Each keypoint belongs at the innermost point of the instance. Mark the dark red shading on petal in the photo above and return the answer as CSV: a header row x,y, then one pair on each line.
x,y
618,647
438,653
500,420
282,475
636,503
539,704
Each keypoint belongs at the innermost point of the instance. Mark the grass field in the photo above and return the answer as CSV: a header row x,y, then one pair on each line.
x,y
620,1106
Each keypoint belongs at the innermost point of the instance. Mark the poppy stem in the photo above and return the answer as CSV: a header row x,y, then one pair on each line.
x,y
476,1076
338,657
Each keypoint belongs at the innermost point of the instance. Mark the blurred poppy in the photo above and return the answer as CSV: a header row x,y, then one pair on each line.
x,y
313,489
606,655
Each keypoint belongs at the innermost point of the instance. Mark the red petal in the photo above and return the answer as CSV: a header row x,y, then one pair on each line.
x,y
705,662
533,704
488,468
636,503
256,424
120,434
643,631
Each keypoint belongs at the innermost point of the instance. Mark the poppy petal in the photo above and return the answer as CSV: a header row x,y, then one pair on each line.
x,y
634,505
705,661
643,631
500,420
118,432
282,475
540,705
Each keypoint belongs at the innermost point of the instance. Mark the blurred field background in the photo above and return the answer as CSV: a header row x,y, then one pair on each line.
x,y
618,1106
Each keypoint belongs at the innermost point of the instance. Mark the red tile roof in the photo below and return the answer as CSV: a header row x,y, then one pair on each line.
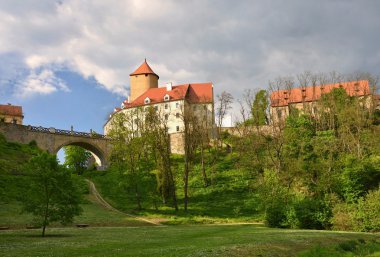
x,y
143,69
313,93
11,110
194,93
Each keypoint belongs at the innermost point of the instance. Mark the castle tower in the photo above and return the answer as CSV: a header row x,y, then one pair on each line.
x,y
142,79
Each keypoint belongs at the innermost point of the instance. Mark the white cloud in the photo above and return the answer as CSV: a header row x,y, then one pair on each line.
x,y
40,83
244,43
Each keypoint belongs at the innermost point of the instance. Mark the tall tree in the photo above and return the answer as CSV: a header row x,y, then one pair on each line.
x,y
52,195
129,155
223,105
259,108
159,140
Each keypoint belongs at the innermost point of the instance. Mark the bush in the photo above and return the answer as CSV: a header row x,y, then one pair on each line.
x,y
343,217
368,212
313,213
361,216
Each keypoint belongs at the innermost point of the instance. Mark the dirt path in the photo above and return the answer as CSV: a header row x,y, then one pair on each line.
x,y
100,200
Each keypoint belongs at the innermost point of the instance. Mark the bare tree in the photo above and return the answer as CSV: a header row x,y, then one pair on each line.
x,y
224,104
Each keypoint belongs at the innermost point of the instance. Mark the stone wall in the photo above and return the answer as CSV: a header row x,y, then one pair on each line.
x,y
177,143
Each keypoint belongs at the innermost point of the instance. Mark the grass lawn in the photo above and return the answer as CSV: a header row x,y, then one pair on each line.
x,y
197,240
93,214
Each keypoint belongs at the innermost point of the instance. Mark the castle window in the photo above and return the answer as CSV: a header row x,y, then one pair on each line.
x,y
279,114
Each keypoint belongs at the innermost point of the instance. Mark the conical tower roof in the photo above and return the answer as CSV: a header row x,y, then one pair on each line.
x,y
143,69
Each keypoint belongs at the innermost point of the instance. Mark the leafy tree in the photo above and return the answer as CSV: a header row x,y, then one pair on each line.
x,y
76,158
259,108
52,195
156,133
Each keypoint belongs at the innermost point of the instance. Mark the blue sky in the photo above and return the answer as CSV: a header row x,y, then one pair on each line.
x,y
67,62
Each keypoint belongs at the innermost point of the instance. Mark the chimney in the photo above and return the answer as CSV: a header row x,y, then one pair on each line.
x,y
169,86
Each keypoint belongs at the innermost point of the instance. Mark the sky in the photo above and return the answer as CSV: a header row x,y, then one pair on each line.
x,y
67,62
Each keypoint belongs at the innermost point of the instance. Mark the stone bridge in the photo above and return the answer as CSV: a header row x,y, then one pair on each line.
x,y
53,140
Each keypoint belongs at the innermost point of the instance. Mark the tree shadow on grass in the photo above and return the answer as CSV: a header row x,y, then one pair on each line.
x,y
49,236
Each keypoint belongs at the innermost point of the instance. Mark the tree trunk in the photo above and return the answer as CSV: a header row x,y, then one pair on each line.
x,y
185,199
205,179
138,200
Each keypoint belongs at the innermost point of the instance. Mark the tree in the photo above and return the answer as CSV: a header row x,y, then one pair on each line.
x,y
224,102
52,195
259,108
159,141
129,152
76,158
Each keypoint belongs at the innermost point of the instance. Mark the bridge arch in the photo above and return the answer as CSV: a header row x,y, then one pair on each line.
x,y
52,140
95,151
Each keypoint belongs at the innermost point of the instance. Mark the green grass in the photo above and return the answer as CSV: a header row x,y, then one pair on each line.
x,y
229,198
212,240
93,214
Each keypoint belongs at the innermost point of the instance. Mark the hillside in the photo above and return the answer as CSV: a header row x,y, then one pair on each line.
x,y
13,183
227,198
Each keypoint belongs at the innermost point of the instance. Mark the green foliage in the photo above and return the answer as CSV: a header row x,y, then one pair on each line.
x,y
359,176
76,158
52,195
312,213
359,247
276,199
368,214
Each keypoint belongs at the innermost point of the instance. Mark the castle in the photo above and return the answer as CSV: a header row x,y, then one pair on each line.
x,y
305,99
11,114
169,101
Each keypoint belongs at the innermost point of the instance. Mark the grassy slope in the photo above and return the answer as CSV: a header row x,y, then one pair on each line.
x,y
214,240
228,199
13,182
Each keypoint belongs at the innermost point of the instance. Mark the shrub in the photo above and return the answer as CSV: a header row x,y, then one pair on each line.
x,y
368,212
361,216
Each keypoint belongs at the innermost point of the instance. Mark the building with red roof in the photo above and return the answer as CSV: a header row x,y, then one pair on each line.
x,y
169,100
306,98
11,114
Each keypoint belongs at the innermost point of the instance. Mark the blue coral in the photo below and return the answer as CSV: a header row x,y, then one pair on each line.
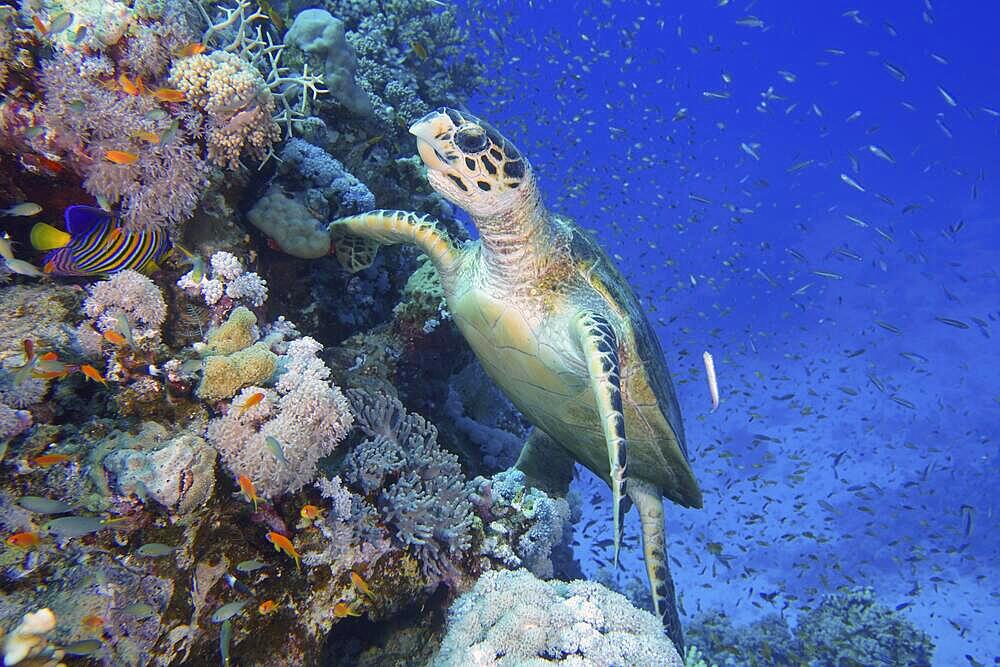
x,y
417,487
323,171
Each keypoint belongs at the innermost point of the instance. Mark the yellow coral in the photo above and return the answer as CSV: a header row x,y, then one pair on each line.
x,y
234,96
235,334
226,374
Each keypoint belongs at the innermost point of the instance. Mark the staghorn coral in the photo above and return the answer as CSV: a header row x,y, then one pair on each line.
x,y
85,119
228,278
418,488
305,413
512,618
402,85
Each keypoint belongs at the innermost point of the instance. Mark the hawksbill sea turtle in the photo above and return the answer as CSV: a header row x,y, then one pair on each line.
x,y
554,324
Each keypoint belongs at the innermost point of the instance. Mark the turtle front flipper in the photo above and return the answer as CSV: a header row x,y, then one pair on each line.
x,y
600,349
356,238
648,500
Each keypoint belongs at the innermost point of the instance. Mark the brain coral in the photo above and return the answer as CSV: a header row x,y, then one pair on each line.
x,y
512,618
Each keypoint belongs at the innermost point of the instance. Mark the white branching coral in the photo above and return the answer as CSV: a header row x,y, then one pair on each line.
x,y
278,442
228,278
132,295
249,38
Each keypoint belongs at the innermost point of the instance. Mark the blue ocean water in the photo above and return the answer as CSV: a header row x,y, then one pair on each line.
x,y
807,191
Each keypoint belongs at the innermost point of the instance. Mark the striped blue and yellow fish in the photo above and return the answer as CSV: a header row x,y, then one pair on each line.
x,y
94,245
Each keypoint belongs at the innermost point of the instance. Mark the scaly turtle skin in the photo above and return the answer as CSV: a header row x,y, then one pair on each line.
x,y
554,324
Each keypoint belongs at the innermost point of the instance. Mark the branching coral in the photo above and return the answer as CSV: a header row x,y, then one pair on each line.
x,y
237,106
512,618
402,82
132,295
228,278
85,119
247,36
303,413
417,487
525,523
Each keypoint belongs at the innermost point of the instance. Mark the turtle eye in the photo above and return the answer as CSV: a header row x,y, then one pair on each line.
x,y
471,139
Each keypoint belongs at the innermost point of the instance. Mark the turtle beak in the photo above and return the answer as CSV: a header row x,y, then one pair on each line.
x,y
427,130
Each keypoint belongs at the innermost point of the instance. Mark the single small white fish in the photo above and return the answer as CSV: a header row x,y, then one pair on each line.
x,y
749,150
850,181
881,153
713,385
22,210
947,98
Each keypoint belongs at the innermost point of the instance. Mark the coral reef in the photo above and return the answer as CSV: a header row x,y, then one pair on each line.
x,y
178,472
417,487
515,618
303,413
847,628
322,42
524,523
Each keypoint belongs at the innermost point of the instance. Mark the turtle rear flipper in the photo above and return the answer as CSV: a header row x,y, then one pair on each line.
x,y
357,238
600,350
648,500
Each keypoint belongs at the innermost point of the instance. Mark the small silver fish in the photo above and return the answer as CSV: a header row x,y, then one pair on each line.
x,y
155,550
40,505
73,526
22,210
274,447
84,647
850,181
248,566
225,638
227,611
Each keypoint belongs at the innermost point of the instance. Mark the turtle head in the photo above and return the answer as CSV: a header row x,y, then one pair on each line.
x,y
471,164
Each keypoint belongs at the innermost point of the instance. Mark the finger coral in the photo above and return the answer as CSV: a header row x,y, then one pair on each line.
x,y
417,487
304,413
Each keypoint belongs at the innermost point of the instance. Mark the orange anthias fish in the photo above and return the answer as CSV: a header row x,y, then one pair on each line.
x,y
121,157
361,584
250,402
310,512
149,137
24,540
169,95
115,338
92,623
249,492
192,49
342,609
46,460
282,543
93,374
127,85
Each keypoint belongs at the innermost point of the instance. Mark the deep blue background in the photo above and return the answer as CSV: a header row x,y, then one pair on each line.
x,y
591,91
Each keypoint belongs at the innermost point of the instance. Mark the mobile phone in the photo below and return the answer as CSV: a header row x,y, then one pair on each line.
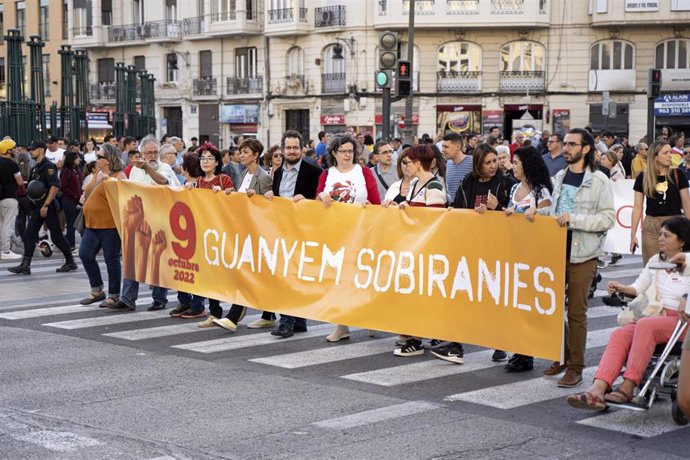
x,y
663,266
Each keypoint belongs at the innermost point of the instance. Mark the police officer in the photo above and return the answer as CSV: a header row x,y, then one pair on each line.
x,y
46,174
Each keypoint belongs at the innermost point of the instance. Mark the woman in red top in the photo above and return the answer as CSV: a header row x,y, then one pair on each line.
x,y
211,163
70,185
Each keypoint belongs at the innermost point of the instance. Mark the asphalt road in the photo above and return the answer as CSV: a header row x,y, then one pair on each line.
x,y
82,383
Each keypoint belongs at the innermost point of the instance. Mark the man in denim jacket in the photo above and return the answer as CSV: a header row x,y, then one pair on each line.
x,y
583,203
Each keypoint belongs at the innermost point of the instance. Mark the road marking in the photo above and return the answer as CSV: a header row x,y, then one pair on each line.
x,y
647,424
329,355
165,331
436,368
253,340
377,415
50,311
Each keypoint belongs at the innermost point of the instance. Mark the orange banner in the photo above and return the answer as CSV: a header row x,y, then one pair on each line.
x,y
489,280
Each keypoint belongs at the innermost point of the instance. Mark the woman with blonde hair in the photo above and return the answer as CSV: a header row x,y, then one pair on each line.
x,y
661,188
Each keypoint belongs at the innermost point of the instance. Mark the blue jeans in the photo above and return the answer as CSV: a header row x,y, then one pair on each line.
x,y
91,242
196,302
292,321
130,292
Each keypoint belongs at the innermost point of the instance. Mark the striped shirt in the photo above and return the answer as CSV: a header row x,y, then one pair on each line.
x,y
455,173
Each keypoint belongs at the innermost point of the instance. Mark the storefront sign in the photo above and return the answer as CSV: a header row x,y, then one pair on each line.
x,y
672,105
239,114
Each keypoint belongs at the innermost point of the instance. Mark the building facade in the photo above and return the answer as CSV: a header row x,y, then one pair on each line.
x,y
258,67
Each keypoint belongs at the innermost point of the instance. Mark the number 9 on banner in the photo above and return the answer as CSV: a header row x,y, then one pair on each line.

■ Aim of the exercise: Copy out the stretch of the listing from the line that contains "Mark the man" through the end of the listing, with both ends included and every line reproduced without any change.

■ Result of the exercise:
Each keypoint belongs at the innermost point of the instance. Mark the man in denim jacket in the photo above and return the answer as CSV: a header row x,y, then one pair on each line.
x,y
583,203
Each keypoint belongs at the innermost point of the instance. Mark the road marking in the photo above and return the answer as CSV: a header row x,y, then one pair on each line.
x,y
647,424
329,355
165,331
436,368
253,340
377,415
50,311
Each keypoint belongs at the innermost point of the instance. Mark the orange banner in the photo above and return the answer as CSV: a header row x,y, then one pair on each line.
x,y
489,280
Each keypoint belongs at the innermost point of the instance. Mark the woman with blonde hair in the photo above and return the answer as CSV: a header row x,y, then one pair on each line.
x,y
661,188
Each keypoint belongs at the innermost point of the instance. Mark the blue jeans in the photo above and return the answer as CSV: a header row x,y, then one pair on each line.
x,y
91,242
196,302
292,321
130,292
Each keypoint belongs at the innermost point of the instance. Mark the striped shirt in the photo above and return the answer as CSV: a header row x,y, then one pair on each line.
x,y
455,173
Each keypoint belongs at the innermost point of the instance. Mark the storefront sign in the photo above and return the answer as CSV: a header row x,y, then one pair on each line.
x,y
672,105
239,114
Each keypoint belongs at the innermost point of the instance. Mark the building facade in the photo above and return the answer as CSV: a header row x,y, then one pair on each line.
x,y
258,67
Each keypoint belongs at the innermost point of the instance. Mark the number 9 on banner in the photo above and return the answer as CSV: a header row x,y, then one pair on each line.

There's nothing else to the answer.